Shashi Warrier | Will ChatGPT spell end of exams and teachers?
Have you used ChatGPT?
My professor friend Raghavan dropped in the other day with his shoulders bowed as if he, not Atlas, bore the weight of the earth. “What’s up?” I asked, leading him to the sitting room and pouring him a large drink.
“It’s that time of the year again,” he said.
“Monsoons?” I asked, because the rains have been poor and aren’t likely to improve. “But...”
“Not monsoons,” he said, interrupting me. “Exams. I hate them even more than students do.”
I remembered my own misspent years in college, when professors were sadists whose idea of fun was telling you that they were holding you back for a semester. And here was Raghavan moaning that he hated exams! I couldn’t understand it, and said so.
“I’m not trying to hold anyone back,” he said. He smiled weakly. “That would be a reflection on my teaching.”
“So what’s the problem?” I asked.
“A student yesterday showed me what she can do with her cellphone,” he replied. “She got a publicly available program to write an answer to practically any question I can ask in an exam. In under five seconds.”
“Hasn’t Google been around for decades?” I asked.
“Yes,” he replied, “but I’m not talking about a search engine.”

Activities:
A) For each statement below, answer yes or no according to the column about Raghavan and exams, and quote the words from it that decide the answer. (i) Raghavan says he hates exams even more than students do. (ii) The student's program took several minutes to produce an answer. (iii) The narrator offers Raghavan tea on arrival.
B) In the column about Raghavan and exams, why does the narrator guess "Monsoons" when Raghavan says it is that time of the year again?
C) Extend the column about Raghavan and exams, beginning right after Raghavan's reply that he is not talking about a search engine.

Input data:

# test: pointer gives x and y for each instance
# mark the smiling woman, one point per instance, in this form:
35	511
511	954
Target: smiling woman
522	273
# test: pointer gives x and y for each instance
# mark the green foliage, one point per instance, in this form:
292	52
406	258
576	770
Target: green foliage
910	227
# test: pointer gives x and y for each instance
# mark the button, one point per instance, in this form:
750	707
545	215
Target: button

Answers in order:
A)
(i) Yes: "Exams. I hate them even more than students do."
(ii) No: "In under five seconds."
(iii) No: "pouring him a large drink."

B) Because the rains have been poor and aren't likely to improve.

C)
“What are you talking about, then?” I asked.
“Artificial Intelligence,” he replied. “AI. It’s going to throw everything we know out of the window.”
I have trouble enough with natural intelligence so I leave the artificial version to others. “How?” I asked.
“Have you used ChatGPT?” he asked.
“I’ve heard of it,” I said, “but have no idea what it does.”
“If you ask it a question,” he said, “it composes an answer based on data available on the Internet. You can ask in regular english, and the answers are plausible. Ask it to write a recipe book in English for traditional South Indian delicacies, and that’s what you’ll likely get. A student with a cellphone and an Internet connection can answer practically any question she might face in an exam. It can even write software programs.”
“So no cellphones in exam halls,” I said.
“That’s what’s happening,” he said. “But the old exams that test your memory are no use. Banning cellphones might help in the short term, but we really have no idea what’s coming in the next few years.”
I felt reassured: I, too, had no idea, and shared ignorance is a great comfort. “What can we do about it?” I asked.
His answer shook me up. “I’ve been reading up about AI and its effects,” he said. “ChatGPT’s old: new tech is far ahead. Nobody’s sure, but ‘experts’ say different things about it. People who develop AI, people who use it to drive cars and translate languages, and so on. One extreme view is that AI will wipe out humans. The other extreme is that humans can’t survive without it.”
“Well, so what does this have to do with students?” I asked.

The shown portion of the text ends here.